▸ **選定本文**:
»»

今年の夏の予約状況は、新型コロナウイルスとそれを巡る社会情勢の変化の影響を大きく受ける形となった。現状の全国各地から寄せられる情報を基に対策について考えていきたい。
まず、Go Toキャンペーンが賛否両論を含んだまま開始となった。現状では割引販売も開始され、お客さまが35%オフという非常に得な価格で旅行ができる条件が出そろった。しかしながら、全国各地の8月の予約状況は芳しくなく、かつてないほどの厳しい夏を迎えそうである。お盆を中心に収益確保を考えていた宿泊業界としては大打撃である。予約状況が芳しくないため、必然的に単価を落とし稼働優先施策を取らざるを得ないのだが、そもそも35%オフという非常に魅力的な価格になっているので、価格訴求がどこまで購買行動に影響を及ぼすのかは未知数である。
そのような中、まず実施すべきことは前号でも述べたGo Toキャンペーンを分かりやすくお客さまにお伝えすることだ。電話予約、自社予約システム、OTA、還付金と異なるルールで動くGo Toトラベルキャンペーンを分かりやすく伝えることが大事で、煩雑なこれらのGo Toの情報をまとめたコンテンツをホームページ上に掲載しておくと、効果が高い。お客さまも便利であるし、お電話でGo Toの質問をいただいた時もご案内するコンテンツがあるとオペレーション負荷も軽減できる。

««

▸ **元データ**:
»»

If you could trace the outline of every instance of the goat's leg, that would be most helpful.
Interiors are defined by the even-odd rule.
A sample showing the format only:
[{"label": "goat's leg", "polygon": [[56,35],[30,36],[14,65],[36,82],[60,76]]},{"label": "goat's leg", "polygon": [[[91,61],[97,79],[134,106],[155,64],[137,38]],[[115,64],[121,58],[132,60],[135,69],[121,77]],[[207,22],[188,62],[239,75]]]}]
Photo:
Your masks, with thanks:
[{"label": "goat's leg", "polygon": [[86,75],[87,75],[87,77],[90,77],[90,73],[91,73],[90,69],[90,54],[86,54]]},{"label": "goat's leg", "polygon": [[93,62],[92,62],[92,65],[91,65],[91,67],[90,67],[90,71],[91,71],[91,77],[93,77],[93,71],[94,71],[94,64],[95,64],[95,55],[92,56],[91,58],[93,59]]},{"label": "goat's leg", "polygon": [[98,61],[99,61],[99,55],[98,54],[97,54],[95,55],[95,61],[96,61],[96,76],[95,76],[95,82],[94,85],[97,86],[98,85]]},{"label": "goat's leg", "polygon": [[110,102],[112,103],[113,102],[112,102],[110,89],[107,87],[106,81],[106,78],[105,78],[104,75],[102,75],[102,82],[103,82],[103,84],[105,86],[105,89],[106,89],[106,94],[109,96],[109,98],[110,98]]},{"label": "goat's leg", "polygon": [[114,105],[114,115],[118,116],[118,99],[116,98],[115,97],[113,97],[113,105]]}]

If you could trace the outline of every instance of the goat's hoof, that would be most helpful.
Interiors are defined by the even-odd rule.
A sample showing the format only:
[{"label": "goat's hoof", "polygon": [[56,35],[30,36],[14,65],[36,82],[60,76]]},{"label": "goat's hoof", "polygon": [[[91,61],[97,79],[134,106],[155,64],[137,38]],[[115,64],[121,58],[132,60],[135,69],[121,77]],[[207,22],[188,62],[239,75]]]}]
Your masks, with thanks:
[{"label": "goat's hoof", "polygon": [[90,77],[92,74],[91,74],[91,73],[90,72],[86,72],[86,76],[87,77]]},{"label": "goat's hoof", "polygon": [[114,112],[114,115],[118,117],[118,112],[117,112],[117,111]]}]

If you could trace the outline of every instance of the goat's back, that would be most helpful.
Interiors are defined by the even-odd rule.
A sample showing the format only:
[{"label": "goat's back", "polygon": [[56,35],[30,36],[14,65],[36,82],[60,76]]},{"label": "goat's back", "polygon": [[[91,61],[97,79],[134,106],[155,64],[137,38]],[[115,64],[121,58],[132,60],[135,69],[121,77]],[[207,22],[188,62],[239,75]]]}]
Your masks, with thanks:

««

▸ **作業依頼 1**: 宿泊予約の状況に関する本文のうち、「今年の夏の予約状況は、新型コ」から「を及ぼすのかは未知数である。」までを一字も変えずに書き出してください。
▸ **作業依頼 2**: 宿泊予約の状況に関する本文を、最後の文の次から書き進めてください。

▸ **実施結果 1**:
今年の夏の予約状況は、新型コロナウイルスとそれを巡る社会情勢の変化の影響を大きく受ける形となった。現状の全国各地から寄せられる情報を基に対策について考えていきたい。
まず、Go Toキャンペーンが賛否両論を含んだまま開始となった。現状では割引販売も開始され、お客さまが35%オフという非常に得な価格で旅行ができる条件が出そろった。しかしながら、全国各地の8月の予約状況は芳しくなく、かつてないほどの厳しい夏を迎えそうである。お盆を中心に収益確保を考えていた宿泊業界としては大打撃である。予約状況が芳しくないため、必然的に単価を落とし稼働優先施策を取らざるを得ないのだが、そもそも35%オフという非常に魅力的な価格になっているので、価格訴求がどこまで購買行動に影響を及ぼすのかは未知数である。

▸ **実施結果 2**:
また、全国で感染者が拡大して再び消費マインドが低下しつつある現在においては、新型コロナウイルスの対策度合いが、集客と顧客満足度に大きな影響を与えるので、コロナ対策についての取り組みを館内掲示やホームページでしっかりと発信できているかも再点検が必要である。
最後に、大いなる期待を寄せていたGo Toトラベルキャンペーンであるが、現状では、最大化しているとは言い難く、高単価で収益確保するもくろみであった施設も多いであろうが、現状ではいったん、稼働優先の戦略にかじを切った方が売上最大化する局面であると思われる。秋の団体旅行も冷え込んだ状況であるので、現状の自施設の予約状況やエリアの動向を踏まえて、夏と秋の戦略を再考するタイミングだと思われる。